TASK 1
From the rows below, list every line that contains the string "long". Treat uppercase and lowercase as different.

PAGE EXCERPT

======

Posted by Ubi Dubium in Events, Humor.
Tags: , , , ,
8 comments

I just had to write a quick post about something fun that happened recently.

My spouse and I took a weekend at a local hotel for our anniversary. (33 years!  Woo!)  One of the drawbacks to our tiny townhouse is that it doesn’t have a proper bathtub, and a long hot bath is one of my favorite ways to relax.  There’s a hotel near my office that has a whole bunch of jacuzzi suites, so we have occasionally gone there for our anniversary weekends over the past years.

Whenever I go to a hotel I check to see if there is a Gideon bible, and there usually is.  And before I check out, I’ll leave some helpful annotations in it.  Sometimes on the pages where they are recommending certain passages to read for certain concerns, I’ll add a note to be certain to check out the actual story of Gideon, or the story of Dinah, or Judges 1:19, or some other part that most christians aren’t aware of.  But I’ll always go to the first page and line through “In the beginning” and write in “Once upon a time”.

======

DATA SUPPLIED
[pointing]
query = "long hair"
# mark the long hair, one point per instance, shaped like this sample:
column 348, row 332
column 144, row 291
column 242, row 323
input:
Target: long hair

======

TASK 2
Reproduce the entire hotel anniversary post above, word for word.

FINAL ANSWER 1
query = "long hair"
# mark the long hair, one point per instance, shaped like this sample:
Target: long hair

FINAL ANSWER 2
Posted by Ubi Dubium in Events, Humor.
Tags: , , , ,
8 comments

I just had to write a quick post about something fun that happened recently.

My spouse and I took a weekend at a local hotel for our anniversary. (33 years!  Woo!)  One of the drawbacks to our tiny townhouse is that it doesn’t have a proper bathtub, and a long hot bath is one of my favorite ways to relax.  There’s a hotel near my office that has a whole bunch of jacuzzi suites, so we have occasionally gone there for our anniversary weekends over the past years.

Whenever I go to a hotel I check to see if there is a Gideon bible, and there usually is.  And before I check out, I’ll leave some helpful annotations in it.  Sometimes on the pages where they are recommending certain passages to read for certain concerns, I’ll add a note to be certain to check out the actual story of Gideon, or the story of Dinah, or Judges 1:19, or some other part that most christians aren’t aware of.  But I’ll always go to the first page and line through “In the beginning” and write in “Once upon a time”.